• Task directions:
Answer the following questions using the forum thread on the triangle angle problem.
1. What value of x is obtained by summing the angles inside triangle BDE?
2. What does the point O denote in triangle BEO?
3. Which theorem did the solution writer on math stack exchange use to show that angle EBD is 2x?

• Extract:
============
Summing all of the angles inside triangle BDE → 2x + 5x + 5x = 12x = 180 degrees, we get x = 15 degrees.

One of the comments on the question also suggested a solution using sine rule. Getting the equation sin 6x sin 2x = (sin 3x)^2 and show it only applies to x = 15 degrees. Dunno about the detailed steps though.

You can use the same theorem to justify the 3rd line, no?

You are correct.

With " the sum of interior angles" way, all I get is ∠DBE=180-10x.
I don’t know how to use the “high school exterior angle theorem” here.
Care to share the “dumb way”? Maybe it’s not that dumb afterwards

I mean just brute force it like what we did before the solution on stack exchange. We calculated that the the angles in the crossing of AC and BD lines are either 4x or 180 - 4x.

We know that angle AEB is 2x. So if the wider angle is 180 - 4x, the other angle EBD must be 2x too.

For the small triangle, say triangle BEO, where O is the point where the lines AC and BD intersect each other.

The solution writer on math stack exchange fixed it. He used inscribed angle theorem to show that angle EBD is 2x.

Oh, I see it now!
Thanks!

Well, I think we got our answer.
Is that good enough for you, @Chemist116 ?

I have been asked elsewhere to end the debate. As moderator, this is a simple request to fulfill to keep our punters happy!

Thank you all for playing.

Now I have to hop over to another most productive thread where people are challenged to do algebra to solve for x without doing any algebras.

@urodacus
Thanks a lot. Although there is a small lockpad next to the thread. Is it opened right?. I am asking this due to it may confuse someone in the main forum if wants to stop by and reply here but may not do so due the small icon.
============
• Recorded information:
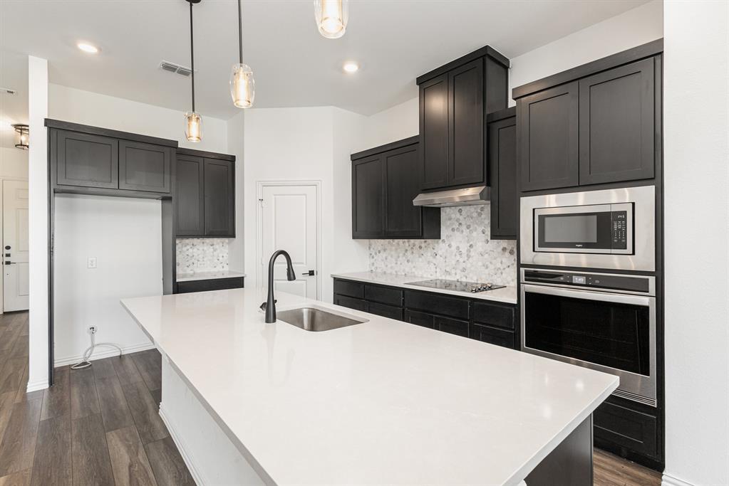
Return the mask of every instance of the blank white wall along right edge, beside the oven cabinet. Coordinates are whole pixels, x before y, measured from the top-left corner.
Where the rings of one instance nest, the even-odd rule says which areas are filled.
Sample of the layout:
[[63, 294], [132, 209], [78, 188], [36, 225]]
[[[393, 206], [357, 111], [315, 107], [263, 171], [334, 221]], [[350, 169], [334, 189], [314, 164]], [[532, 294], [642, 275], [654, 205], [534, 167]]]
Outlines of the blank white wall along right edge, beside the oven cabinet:
[[665, 9], [664, 484], [728, 485], [729, 3]]

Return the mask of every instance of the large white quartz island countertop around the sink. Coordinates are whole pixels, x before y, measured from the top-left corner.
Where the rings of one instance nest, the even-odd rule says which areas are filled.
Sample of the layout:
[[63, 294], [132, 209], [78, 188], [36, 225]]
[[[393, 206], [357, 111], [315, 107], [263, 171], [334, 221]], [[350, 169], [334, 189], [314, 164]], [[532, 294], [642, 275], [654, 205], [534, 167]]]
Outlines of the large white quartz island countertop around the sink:
[[369, 320], [265, 324], [254, 289], [122, 300], [268, 483], [516, 485], [617, 387], [613, 375], [276, 298], [279, 313], [316, 305]]

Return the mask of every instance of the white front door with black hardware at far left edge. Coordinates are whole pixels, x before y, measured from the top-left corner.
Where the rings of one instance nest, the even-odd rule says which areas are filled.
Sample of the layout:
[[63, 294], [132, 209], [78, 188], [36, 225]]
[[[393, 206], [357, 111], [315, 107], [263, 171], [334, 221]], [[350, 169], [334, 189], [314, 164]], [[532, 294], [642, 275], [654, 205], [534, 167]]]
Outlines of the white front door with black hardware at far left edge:
[[[3, 310], [28, 309], [28, 181], [4, 180]], [[9, 262], [9, 263], [8, 263]]]

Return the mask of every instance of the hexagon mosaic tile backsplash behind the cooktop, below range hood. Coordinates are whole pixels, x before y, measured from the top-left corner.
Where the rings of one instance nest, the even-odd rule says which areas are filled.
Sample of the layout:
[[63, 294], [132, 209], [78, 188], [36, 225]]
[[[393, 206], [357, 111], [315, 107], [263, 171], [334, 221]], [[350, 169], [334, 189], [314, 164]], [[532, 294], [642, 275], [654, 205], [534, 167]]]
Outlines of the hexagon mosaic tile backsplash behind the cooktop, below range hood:
[[492, 240], [491, 207], [443, 207], [441, 239], [370, 240], [370, 271], [516, 284], [516, 242]]

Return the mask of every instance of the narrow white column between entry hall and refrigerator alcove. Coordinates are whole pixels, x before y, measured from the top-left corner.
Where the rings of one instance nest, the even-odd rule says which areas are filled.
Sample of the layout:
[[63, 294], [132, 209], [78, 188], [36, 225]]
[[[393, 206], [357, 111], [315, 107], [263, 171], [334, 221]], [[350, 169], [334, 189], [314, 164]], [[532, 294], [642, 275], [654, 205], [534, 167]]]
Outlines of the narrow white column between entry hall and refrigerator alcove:
[[48, 387], [48, 61], [28, 56], [28, 237], [30, 332], [28, 391]]

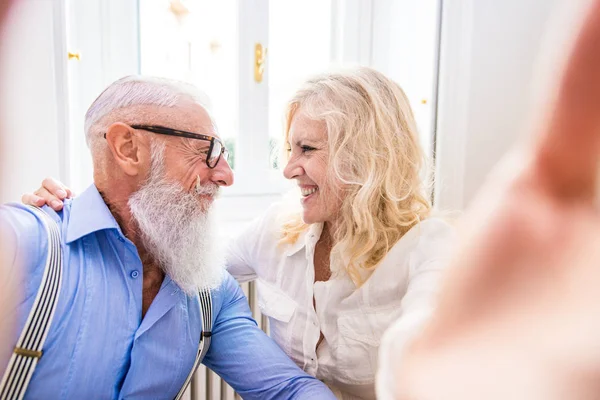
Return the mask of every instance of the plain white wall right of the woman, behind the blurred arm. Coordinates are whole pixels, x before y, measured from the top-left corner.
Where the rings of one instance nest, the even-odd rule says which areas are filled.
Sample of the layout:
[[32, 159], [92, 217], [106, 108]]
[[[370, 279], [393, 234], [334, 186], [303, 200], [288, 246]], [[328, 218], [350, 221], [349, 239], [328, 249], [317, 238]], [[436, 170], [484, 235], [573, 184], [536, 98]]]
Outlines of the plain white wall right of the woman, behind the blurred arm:
[[461, 210], [525, 133], [540, 46], [555, 7], [562, 3], [567, 10], [581, 1], [444, 3], [436, 203]]

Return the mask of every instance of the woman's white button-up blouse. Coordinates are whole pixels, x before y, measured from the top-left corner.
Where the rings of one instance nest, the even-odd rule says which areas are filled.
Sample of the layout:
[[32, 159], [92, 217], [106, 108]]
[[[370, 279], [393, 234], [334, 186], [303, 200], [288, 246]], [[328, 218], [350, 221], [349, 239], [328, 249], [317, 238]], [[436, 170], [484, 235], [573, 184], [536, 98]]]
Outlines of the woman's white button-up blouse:
[[271, 337], [300, 368], [338, 398], [375, 399], [380, 339], [398, 319], [410, 336], [430, 314], [454, 230], [440, 219], [421, 222], [357, 288], [346, 273], [314, 282], [322, 224], [310, 225], [295, 244], [280, 245], [282, 209], [272, 206], [230, 243], [228, 270], [240, 282], [257, 280]]

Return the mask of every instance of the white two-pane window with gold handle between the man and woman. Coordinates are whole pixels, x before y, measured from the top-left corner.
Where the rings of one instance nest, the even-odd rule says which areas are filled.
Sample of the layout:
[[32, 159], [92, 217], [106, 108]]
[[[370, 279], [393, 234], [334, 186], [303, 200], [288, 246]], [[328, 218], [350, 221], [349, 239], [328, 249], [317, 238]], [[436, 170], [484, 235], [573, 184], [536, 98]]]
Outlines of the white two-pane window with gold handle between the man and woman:
[[139, 0], [141, 73], [191, 82], [211, 99], [235, 171], [218, 202], [230, 233], [290, 187], [278, 169], [284, 106], [302, 80], [343, 54], [336, 29], [345, 14], [335, 7], [335, 0]]

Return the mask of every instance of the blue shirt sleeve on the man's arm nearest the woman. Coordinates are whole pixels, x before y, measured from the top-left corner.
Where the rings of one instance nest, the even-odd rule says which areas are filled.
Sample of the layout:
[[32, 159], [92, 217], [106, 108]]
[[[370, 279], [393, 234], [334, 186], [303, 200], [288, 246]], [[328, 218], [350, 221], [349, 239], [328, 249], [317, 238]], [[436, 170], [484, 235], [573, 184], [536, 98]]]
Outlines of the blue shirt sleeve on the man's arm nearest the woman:
[[[219, 289], [221, 309], [203, 363], [244, 399], [335, 399], [260, 330], [248, 301], [231, 278]], [[219, 305], [216, 302], [216, 306]]]

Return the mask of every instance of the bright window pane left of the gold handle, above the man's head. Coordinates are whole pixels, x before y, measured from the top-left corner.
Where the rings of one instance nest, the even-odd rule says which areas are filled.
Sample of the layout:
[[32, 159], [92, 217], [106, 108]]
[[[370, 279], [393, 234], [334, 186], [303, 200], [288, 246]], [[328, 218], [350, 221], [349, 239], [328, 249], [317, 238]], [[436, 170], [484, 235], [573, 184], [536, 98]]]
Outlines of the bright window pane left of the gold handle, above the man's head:
[[143, 75], [190, 82], [207, 93], [235, 163], [238, 132], [236, 0], [140, 0]]

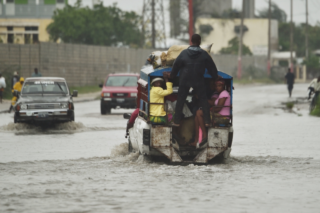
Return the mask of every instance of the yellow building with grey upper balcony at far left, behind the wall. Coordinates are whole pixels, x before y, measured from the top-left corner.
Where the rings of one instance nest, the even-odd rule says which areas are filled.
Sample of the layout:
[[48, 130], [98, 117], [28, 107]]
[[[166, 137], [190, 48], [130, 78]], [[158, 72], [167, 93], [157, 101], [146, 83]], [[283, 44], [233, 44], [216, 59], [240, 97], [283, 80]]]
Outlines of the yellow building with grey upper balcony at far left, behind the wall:
[[48, 42], [53, 12], [67, 0], [0, 0], [0, 43]]

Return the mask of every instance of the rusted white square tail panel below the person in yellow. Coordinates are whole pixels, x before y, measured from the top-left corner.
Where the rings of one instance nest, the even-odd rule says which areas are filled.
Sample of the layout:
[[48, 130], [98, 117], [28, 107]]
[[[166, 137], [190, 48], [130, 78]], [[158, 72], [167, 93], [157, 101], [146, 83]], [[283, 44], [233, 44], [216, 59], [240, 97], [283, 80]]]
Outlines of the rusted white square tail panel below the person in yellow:
[[170, 147], [171, 127], [152, 126], [151, 147]]

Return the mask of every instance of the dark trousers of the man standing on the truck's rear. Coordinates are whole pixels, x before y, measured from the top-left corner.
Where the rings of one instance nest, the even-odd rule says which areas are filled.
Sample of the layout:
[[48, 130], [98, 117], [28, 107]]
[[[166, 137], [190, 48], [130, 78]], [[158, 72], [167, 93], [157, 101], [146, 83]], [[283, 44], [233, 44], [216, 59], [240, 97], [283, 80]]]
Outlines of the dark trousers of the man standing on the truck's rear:
[[179, 85], [178, 98], [177, 98], [176, 109], [174, 114], [174, 123], [180, 124], [180, 120], [183, 115], [182, 109], [187, 99], [187, 96], [189, 94], [190, 87], [194, 89], [195, 94], [199, 98], [200, 106], [202, 107], [202, 111], [203, 111], [204, 123], [210, 124], [211, 123], [210, 108], [209, 108], [208, 99], [205, 93], [204, 82], [202, 82], [202, 84], [199, 84], [199, 85], [193, 85], [193, 84], [191, 85], [188, 83], [184, 85]]

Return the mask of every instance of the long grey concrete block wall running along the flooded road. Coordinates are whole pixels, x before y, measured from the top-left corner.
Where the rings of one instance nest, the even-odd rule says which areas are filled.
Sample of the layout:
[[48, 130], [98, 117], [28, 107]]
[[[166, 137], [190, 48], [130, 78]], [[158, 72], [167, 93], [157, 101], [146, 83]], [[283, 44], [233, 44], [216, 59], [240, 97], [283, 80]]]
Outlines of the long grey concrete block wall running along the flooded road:
[[[0, 72], [30, 77], [37, 67], [43, 76], [63, 77], [70, 86], [98, 85], [112, 72], [137, 72], [152, 49], [127, 49], [80, 44], [0, 44]], [[217, 68], [236, 76], [236, 55], [212, 55]], [[266, 76], [267, 57], [244, 56], [243, 77]]]

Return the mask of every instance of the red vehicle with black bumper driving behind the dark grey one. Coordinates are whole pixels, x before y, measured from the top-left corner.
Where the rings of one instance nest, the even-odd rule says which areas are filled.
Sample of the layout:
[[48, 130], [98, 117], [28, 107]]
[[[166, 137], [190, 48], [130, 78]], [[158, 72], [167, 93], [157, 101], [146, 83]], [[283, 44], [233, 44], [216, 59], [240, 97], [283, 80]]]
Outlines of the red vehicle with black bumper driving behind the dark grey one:
[[136, 96], [138, 93], [137, 81], [140, 75], [137, 73], [109, 74], [100, 84], [101, 91], [101, 114], [110, 114], [111, 108], [136, 108]]

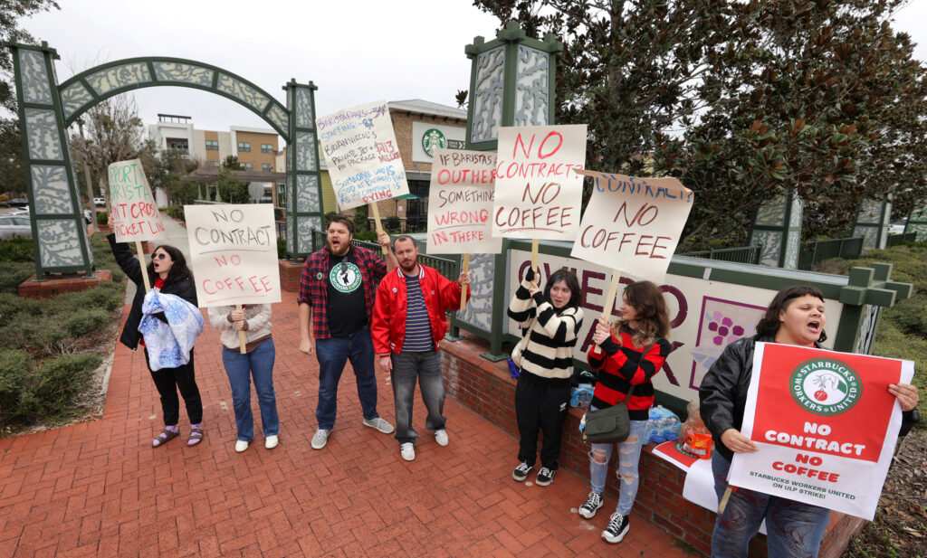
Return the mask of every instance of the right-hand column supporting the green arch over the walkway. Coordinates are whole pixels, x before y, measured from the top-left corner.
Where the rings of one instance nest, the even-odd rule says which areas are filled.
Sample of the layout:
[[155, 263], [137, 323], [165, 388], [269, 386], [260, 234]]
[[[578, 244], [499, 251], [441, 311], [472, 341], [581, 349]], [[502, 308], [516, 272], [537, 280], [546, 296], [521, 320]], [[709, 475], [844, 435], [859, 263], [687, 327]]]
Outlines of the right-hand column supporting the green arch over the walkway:
[[286, 90], [289, 144], [286, 146], [286, 254], [312, 251], [312, 231], [322, 230], [322, 179], [315, 131], [315, 90], [290, 80]]

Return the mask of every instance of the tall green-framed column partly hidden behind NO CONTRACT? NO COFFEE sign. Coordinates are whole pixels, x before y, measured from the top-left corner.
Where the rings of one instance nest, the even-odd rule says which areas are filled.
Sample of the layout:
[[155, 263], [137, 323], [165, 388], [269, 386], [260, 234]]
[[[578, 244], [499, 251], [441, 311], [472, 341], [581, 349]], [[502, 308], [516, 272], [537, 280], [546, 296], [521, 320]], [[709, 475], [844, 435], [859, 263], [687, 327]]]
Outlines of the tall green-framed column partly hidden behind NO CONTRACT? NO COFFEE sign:
[[[553, 123], [554, 77], [563, 44], [548, 35], [543, 41], [527, 36], [510, 21], [487, 43], [476, 37], [464, 49], [470, 58], [470, 103], [467, 108], [466, 148], [496, 149], [501, 126], [544, 126]], [[507, 270], [511, 242], [502, 241], [502, 254], [474, 254], [470, 260], [473, 290], [470, 304], [454, 323], [489, 336], [489, 360], [502, 360], [505, 333]]]

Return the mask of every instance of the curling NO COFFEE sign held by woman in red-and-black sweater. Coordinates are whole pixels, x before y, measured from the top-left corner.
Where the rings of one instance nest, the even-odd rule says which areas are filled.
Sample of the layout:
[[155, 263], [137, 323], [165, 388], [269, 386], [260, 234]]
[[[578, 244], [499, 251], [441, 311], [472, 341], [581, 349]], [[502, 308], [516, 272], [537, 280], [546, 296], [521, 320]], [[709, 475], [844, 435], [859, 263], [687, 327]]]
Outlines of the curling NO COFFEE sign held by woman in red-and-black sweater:
[[692, 191], [673, 178], [583, 174], [595, 185], [570, 255], [637, 279], [662, 281], [692, 211]]

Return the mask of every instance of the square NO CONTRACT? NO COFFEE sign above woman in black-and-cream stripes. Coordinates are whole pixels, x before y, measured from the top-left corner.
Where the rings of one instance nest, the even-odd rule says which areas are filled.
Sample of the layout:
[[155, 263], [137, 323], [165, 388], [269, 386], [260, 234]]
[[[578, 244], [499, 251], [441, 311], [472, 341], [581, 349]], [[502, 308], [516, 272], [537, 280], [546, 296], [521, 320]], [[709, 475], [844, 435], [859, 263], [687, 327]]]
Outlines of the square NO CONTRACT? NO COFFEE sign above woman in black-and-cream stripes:
[[492, 236], [575, 239], [586, 125], [502, 127], [497, 156]]

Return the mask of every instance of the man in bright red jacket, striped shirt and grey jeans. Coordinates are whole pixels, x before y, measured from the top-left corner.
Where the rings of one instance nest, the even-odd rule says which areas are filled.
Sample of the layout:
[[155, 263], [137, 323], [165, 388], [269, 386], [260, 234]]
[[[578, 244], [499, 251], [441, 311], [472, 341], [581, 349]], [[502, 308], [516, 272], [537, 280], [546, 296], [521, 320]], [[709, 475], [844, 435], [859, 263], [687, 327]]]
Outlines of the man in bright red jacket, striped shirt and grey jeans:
============
• Answer for this exercise:
1. x = 15 degrees.
2. The point where the lines AC and BD intersect each other.
3. The inscribed angle theorem.